[Saved entries]

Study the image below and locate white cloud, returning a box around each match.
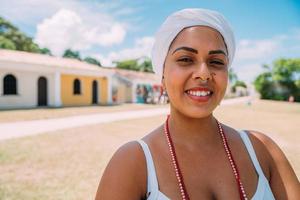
[0,0,138,25]
[235,38,281,61]
[109,36,154,61]
[234,63,265,84]
[92,54,115,67]
[34,9,126,55]
[92,36,155,66]
[232,35,285,83]
[232,29,300,83]
[0,0,79,24]
[1,0,141,56]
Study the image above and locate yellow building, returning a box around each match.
[60,74,109,106]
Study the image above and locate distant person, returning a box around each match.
[96,8,299,199]
[143,85,149,104]
[136,85,144,103]
[153,86,161,104]
[289,95,295,103]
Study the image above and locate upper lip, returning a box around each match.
[185,87,213,92]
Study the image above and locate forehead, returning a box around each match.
[168,26,227,53]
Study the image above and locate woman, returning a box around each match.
[95,8,299,200]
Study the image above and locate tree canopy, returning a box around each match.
[115,57,154,73]
[63,49,81,60]
[138,57,153,73]
[0,16,49,54]
[84,57,102,66]
[228,68,247,93]
[229,68,238,84]
[254,58,300,102]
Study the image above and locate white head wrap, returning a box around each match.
[151,8,236,77]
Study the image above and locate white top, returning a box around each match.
[137,130,275,200]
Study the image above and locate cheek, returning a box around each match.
[213,71,228,93]
[164,68,187,97]
[165,72,182,92]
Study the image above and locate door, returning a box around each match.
[92,80,98,104]
[38,77,48,106]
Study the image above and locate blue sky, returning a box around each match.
[1,0,300,83]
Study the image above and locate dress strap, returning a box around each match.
[136,140,159,198]
[238,130,264,176]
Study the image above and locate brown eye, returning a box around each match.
[177,57,193,63]
[210,60,224,65]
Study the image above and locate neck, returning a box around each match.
[167,107,220,149]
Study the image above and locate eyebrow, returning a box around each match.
[172,46,198,54]
[172,46,227,56]
[209,50,227,56]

### Exercise requirements
Copy each entry exactly as written, and drop the pictures from the copy.

### Response box
Study the image below and locate white cloud, returning a box around each match.
[0,0,138,25]
[235,38,281,61]
[109,36,154,61]
[234,63,265,84]
[92,54,115,67]
[34,9,126,55]
[92,36,155,66]
[232,35,285,83]
[232,29,300,83]
[0,0,79,24]
[1,0,141,56]
Study the image above and locate yellow building, returning a box around each match.
[60,74,109,106]
Study the image above and locate distant person, returning a box around each match.
[96,8,299,199]
[143,85,149,104]
[136,85,144,103]
[153,86,161,104]
[289,95,295,103]
Study the image above and locate upper lip, returning a box around each match.
[185,87,213,92]
Study the image above and locate forehead, returning a box around each match.
[168,26,227,53]
Study the image above and locate woman, returning a box around each match.
[95,8,299,200]
Study the image above and locate tree canopy, returning a box around each match.
[115,57,154,73]
[63,49,81,60]
[138,57,153,73]
[0,16,49,54]
[84,57,102,66]
[228,68,247,93]
[229,68,238,84]
[254,58,300,102]
Study the image above and locate white head wrap, returning a box around each match.
[151,8,236,77]
Study the image above and locate white top, returning a box around each match.
[137,130,275,200]
Study the image above and locate cheek, returning a box around each match.
[213,71,228,93]
[164,68,187,97]
[165,72,182,92]
Study the image above and locate door, returning a box around each match.
[92,80,98,104]
[38,77,48,106]
Study the image above and locate blue sky, returning a box around each match.
[1,0,300,83]
Study the image above and locate dress strap, returning a box around each match.
[136,140,159,198]
[238,130,264,176]
Study the image above and locate brown eye, returning a box around each match.
[177,57,193,63]
[210,60,224,65]
Study the image above and locate neck, returning a box around each match.
[167,107,220,149]
Study the image above and locate eyebrow, returning a box around each match.
[172,46,198,54]
[172,46,227,56]
[209,50,227,56]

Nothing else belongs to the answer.